Images for object localization:
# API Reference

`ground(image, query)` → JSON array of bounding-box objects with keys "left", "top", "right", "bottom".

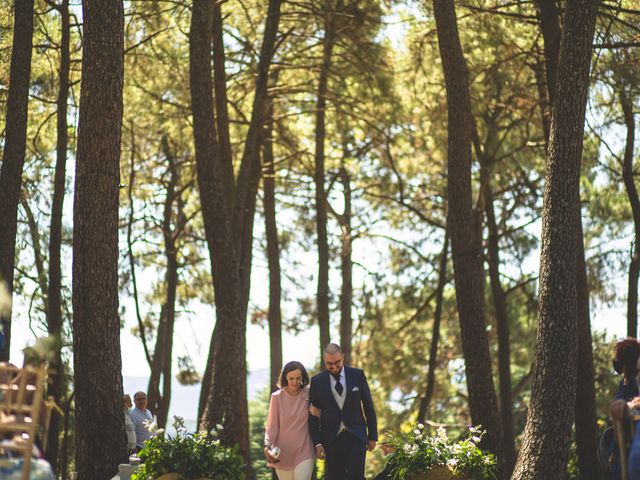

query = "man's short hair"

[
  {"left": 134, "top": 391, "right": 147, "bottom": 400},
  {"left": 324, "top": 343, "right": 342, "bottom": 355}
]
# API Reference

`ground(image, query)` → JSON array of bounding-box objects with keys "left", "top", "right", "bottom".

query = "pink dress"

[{"left": 264, "top": 386, "right": 315, "bottom": 470}]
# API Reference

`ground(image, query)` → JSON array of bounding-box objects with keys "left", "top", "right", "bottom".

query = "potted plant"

[
  {"left": 131, "top": 417, "right": 244, "bottom": 480},
  {"left": 383, "top": 424, "right": 497, "bottom": 480}
]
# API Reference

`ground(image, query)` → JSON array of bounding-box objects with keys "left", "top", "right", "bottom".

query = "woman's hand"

[
  {"left": 264, "top": 446, "right": 279, "bottom": 463},
  {"left": 309, "top": 404, "right": 321, "bottom": 418}
]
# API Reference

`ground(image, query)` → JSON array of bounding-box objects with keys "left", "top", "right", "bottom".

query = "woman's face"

[{"left": 285, "top": 369, "right": 303, "bottom": 390}]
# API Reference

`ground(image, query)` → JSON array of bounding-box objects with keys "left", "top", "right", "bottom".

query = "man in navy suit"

[{"left": 309, "top": 343, "right": 378, "bottom": 479}]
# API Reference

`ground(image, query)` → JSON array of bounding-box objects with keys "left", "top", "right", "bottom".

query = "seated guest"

[
  {"left": 123, "top": 394, "right": 137, "bottom": 453},
  {"left": 130, "top": 391, "right": 156, "bottom": 451}
]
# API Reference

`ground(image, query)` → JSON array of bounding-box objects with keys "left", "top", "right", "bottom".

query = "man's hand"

[
  {"left": 315, "top": 445, "right": 326, "bottom": 460},
  {"left": 264, "top": 447, "right": 279, "bottom": 463},
  {"left": 367, "top": 440, "right": 376, "bottom": 452}
]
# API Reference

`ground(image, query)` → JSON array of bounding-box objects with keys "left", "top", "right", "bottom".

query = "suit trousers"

[{"left": 325, "top": 431, "right": 366, "bottom": 480}]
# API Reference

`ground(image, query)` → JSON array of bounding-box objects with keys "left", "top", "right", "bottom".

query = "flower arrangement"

[
  {"left": 384, "top": 424, "right": 497, "bottom": 480},
  {"left": 131, "top": 417, "right": 244, "bottom": 480}
]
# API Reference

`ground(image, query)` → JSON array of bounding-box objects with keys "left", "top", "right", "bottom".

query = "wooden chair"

[{"left": 0, "top": 362, "right": 47, "bottom": 480}]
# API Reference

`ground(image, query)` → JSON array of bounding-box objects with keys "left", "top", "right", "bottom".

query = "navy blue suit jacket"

[{"left": 308, "top": 367, "right": 378, "bottom": 447}]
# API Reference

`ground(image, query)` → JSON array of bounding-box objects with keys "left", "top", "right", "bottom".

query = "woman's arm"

[{"left": 264, "top": 393, "right": 280, "bottom": 448}]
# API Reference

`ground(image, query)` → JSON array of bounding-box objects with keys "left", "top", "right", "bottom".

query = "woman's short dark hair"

[
  {"left": 614, "top": 338, "right": 640, "bottom": 378},
  {"left": 278, "top": 361, "right": 309, "bottom": 389}
]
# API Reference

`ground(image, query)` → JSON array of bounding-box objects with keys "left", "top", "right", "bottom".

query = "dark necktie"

[{"left": 333, "top": 373, "right": 343, "bottom": 396}]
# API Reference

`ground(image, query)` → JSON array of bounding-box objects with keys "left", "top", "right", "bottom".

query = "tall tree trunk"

[
  {"left": 189, "top": 0, "right": 248, "bottom": 462},
  {"left": 263, "top": 100, "right": 283, "bottom": 392},
  {"left": 621, "top": 90, "right": 639, "bottom": 338},
  {"left": 315, "top": 13, "right": 335, "bottom": 359},
  {"left": 511, "top": 0, "right": 599, "bottom": 477},
  {"left": 533, "top": 1, "right": 600, "bottom": 475},
  {"left": 433, "top": 0, "right": 503, "bottom": 464},
  {"left": 196, "top": 4, "right": 282, "bottom": 461},
  {"left": 45, "top": 0, "right": 70, "bottom": 471},
  {"left": 72, "top": 0, "right": 126, "bottom": 477},
  {"left": 485, "top": 184, "right": 517, "bottom": 473},
  {"left": 0, "top": 0, "right": 35, "bottom": 360},
  {"left": 338, "top": 166, "right": 353, "bottom": 365},
  {"left": 418, "top": 229, "right": 449, "bottom": 423}
]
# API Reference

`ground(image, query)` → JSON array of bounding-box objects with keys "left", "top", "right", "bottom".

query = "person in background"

[
  {"left": 130, "top": 391, "right": 156, "bottom": 451},
  {"left": 123, "top": 394, "right": 137, "bottom": 453},
  {"left": 614, "top": 338, "right": 640, "bottom": 401},
  {"left": 264, "top": 361, "right": 316, "bottom": 480}
]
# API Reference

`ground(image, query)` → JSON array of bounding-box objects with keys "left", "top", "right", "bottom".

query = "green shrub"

[{"left": 131, "top": 417, "right": 244, "bottom": 480}]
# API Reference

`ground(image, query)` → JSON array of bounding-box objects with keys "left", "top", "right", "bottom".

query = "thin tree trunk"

[
  {"left": 212, "top": 1, "right": 234, "bottom": 207},
  {"left": 511, "top": 0, "right": 599, "bottom": 477},
  {"left": 485, "top": 184, "right": 517, "bottom": 473},
  {"left": 574, "top": 215, "right": 599, "bottom": 480},
  {"left": 45, "top": 0, "right": 70, "bottom": 471},
  {"left": 433, "top": 0, "right": 503, "bottom": 464},
  {"left": 189, "top": 0, "right": 248, "bottom": 462},
  {"left": 147, "top": 136, "right": 180, "bottom": 429},
  {"left": 418, "top": 229, "right": 449, "bottom": 423},
  {"left": 0, "top": 0, "right": 35, "bottom": 360},
  {"left": 621, "top": 90, "right": 639, "bottom": 338},
  {"left": 533, "top": 0, "right": 561, "bottom": 104},
  {"left": 21, "top": 198, "right": 48, "bottom": 310},
  {"left": 126, "top": 129, "right": 153, "bottom": 366},
  {"left": 315, "top": 13, "right": 335, "bottom": 360},
  {"left": 263, "top": 99, "right": 283, "bottom": 392},
  {"left": 72, "top": 0, "right": 127, "bottom": 477},
  {"left": 338, "top": 166, "right": 353, "bottom": 365}
]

TASK STATEMENT
With the images omitted, output all entries exactly as given.

WRITTEN RESPONSE
# API Reference

`ground(image, query)` → JSON array of bounding-box objects with keys "left", "top", "right", "bottom".


query = "man's short hair"

[
  {"left": 134, "top": 391, "right": 147, "bottom": 400},
  {"left": 324, "top": 343, "right": 342, "bottom": 355}
]
# API Reference

`ground(image, query)` → JSON array of bounding-box objects with keys "left", "top", "right", "bottom".

query = "pink dress"

[{"left": 264, "top": 386, "right": 315, "bottom": 470}]
# API Reference

`ground(image, query)` → JSON array of bounding-box objects with keys "left", "top", "right", "bottom".

query = "potted plant"

[
  {"left": 131, "top": 417, "right": 244, "bottom": 480},
  {"left": 383, "top": 424, "right": 497, "bottom": 480}
]
# API Reference

`ground(image, query)` → JSON array of bounding-box objects with keys "left", "top", "right", "bottom".

query = "woman's hand"

[
  {"left": 264, "top": 446, "right": 279, "bottom": 463},
  {"left": 309, "top": 404, "right": 321, "bottom": 418}
]
# API Reference

`ground(image, query)` → JSON array of bounding-box objects with keys "left", "top", "right", "bottom".

query = "woman's face"

[{"left": 285, "top": 369, "right": 303, "bottom": 390}]
# API Reference

`ground(image, query)` → JSON array of bounding-box objects with keys "left", "top", "right", "bottom".

query = "man in navy suit"

[{"left": 309, "top": 343, "right": 378, "bottom": 479}]
# API Reference

`ground(image, query)` → JSON array of bounding-box objects with keys "left", "top", "right", "bottom".

query = "seated guest"

[
  {"left": 123, "top": 394, "right": 137, "bottom": 453},
  {"left": 130, "top": 391, "right": 156, "bottom": 451}
]
# API Reference

`ground(image, query)` → JSON array of bounding-box objects with keys "left", "top", "right", "bottom".

query = "man's hand"

[
  {"left": 315, "top": 445, "right": 326, "bottom": 460},
  {"left": 264, "top": 447, "right": 279, "bottom": 463},
  {"left": 367, "top": 440, "right": 376, "bottom": 452}
]
# API Reference

`ground(image, query)` → JSON array of bounding-box objects with keys "left", "top", "right", "bottom".

query = "suit trousers"

[{"left": 325, "top": 431, "right": 366, "bottom": 480}]
# API Reference

`ground(image, query)` → JSON array of bounding-box objects with keys "left", "top", "right", "bottom".

query = "flower arrangement"

[
  {"left": 384, "top": 424, "right": 497, "bottom": 480},
  {"left": 131, "top": 417, "right": 244, "bottom": 480}
]
# API Reference

`ground(image, query)` → JSON array of bounding-box objects with keys "left", "top", "right", "bottom".

query = "wooden chair"

[{"left": 0, "top": 362, "right": 47, "bottom": 480}]
# API Reference

`ground(image, query)` → JSON array of bounding-box objects with keys "left", "top", "right", "bottom".

query = "navy blue suit jacket"

[{"left": 308, "top": 367, "right": 378, "bottom": 447}]
# API Reference

`ground(image, query)` → JSON array of bounding-box objects with keys "left", "top", "right", "bottom".

query = "woman's arm"

[{"left": 264, "top": 393, "right": 280, "bottom": 448}]
# API Reference

`ground(image, query)` → JSON array of bounding-box objects with keys "left", "top", "right", "bottom".

query = "woman's short dark hair"

[
  {"left": 614, "top": 338, "right": 640, "bottom": 378},
  {"left": 278, "top": 361, "right": 309, "bottom": 389}
]
# API Reference

`ground(image, query)` → JSON array of bounding-box objects with keys "left", "top", "right", "bottom".

query = "dark necktie"

[{"left": 333, "top": 373, "right": 343, "bottom": 396}]
# API Reference

`ground(image, query)` → JSON array of bounding-box objects with keys "left", "top", "right", "bottom".

query = "tall tree trunk"

[
  {"left": 189, "top": 0, "right": 248, "bottom": 462},
  {"left": 263, "top": 100, "right": 283, "bottom": 392},
  {"left": 621, "top": 90, "right": 639, "bottom": 338},
  {"left": 315, "top": 13, "right": 335, "bottom": 359},
  {"left": 511, "top": 0, "right": 599, "bottom": 477},
  {"left": 533, "top": 1, "right": 600, "bottom": 475},
  {"left": 433, "top": 0, "right": 503, "bottom": 464},
  {"left": 196, "top": 4, "right": 282, "bottom": 461},
  {"left": 45, "top": 0, "right": 70, "bottom": 471},
  {"left": 72, "top": 0, "right": 126, "bottom": 477},
  {"left": 485, "top": 184, "right": 517, "bottom": 473},
  {"left": 0, "top": 0, "right": 35, "bottom": 360},
  {"left": 338, "top": 166, "right": 353, "bottom": 365},
  {"left": 418, "top": 229, "right": 449, "bottom": 423}
]
# API Reference

`ground(image, query)` → JSON array of bounding-box objects with keys "left", "top", "right", "bottom".

query = "person in background"

[
  {"left": 130, "top": 391, "right": 156, "bottom": 451},
  {"left": 123, "top": 394, "right": 137, "bottom": 453},
  {"left": 614, "top": 338, "right": 640, "bottom": 401},
  {"left": 264, "top": 361, "right": 316, "bottom": 480}
]
# API Reference

`ground(image, query)` → JSON array of bounding-box objects with keys "left", "top", "right", "bottom".

query = "green shrub"

[{"left": 131, "top": 417, "right": 244, "bottom": 480}]
# API Reference

`ground(image, query)` → JSON array of bounding-box objects with keys "left", "top", "right", "bottom".

query = "thin tree trunk"

[
  {"left": 212, "top": 1, "right": 234, "bottom": 207},
  {"left": 511, "top": 0, "right": 599, "bottom": 477},
  {"left": 485, "top": 184, "right": 517, "bottom": 473},
  {"left": 574, "top": 215, "right": 599, "bottom": 480},
  {"left": 45, "top": 0, "right": 70, "bottom": 471},
  {"left": 433, "top": 0, "right": 503, "bottom": 464},
  {"left": 189, "top": 0, "right": 248, "bottom": 462},
  {"left": 147, "top": 136, "right": 180, "bottom": 429},
  {"left": 418, "top": 229, "right": 449, "bottom": 423},
  {"left": 0, "top": 0, "right": 35, "bottom": 360},
  {"left": 621, "top": 90, "right": 639, "bottom": 338},
  {"left": 533, "top": 0, "right": 561, "bottom": 104},
  {"left": 21, "top": 198, "right": 48, "bottom": 310},
  {"left": 126, "top": 129, "right": 153, "bottom": 366},
  {"left": 315, "top": 13, "right": 335, "bottom": 360},
  {"left": 263, "top": 99, "right": 283, "bottom": 392},
  {"left": 72, "top": 0, "right": 127, "bottom": 477},
  {"left": 338, "top": 166, "right": 353, "bottom": 365}
]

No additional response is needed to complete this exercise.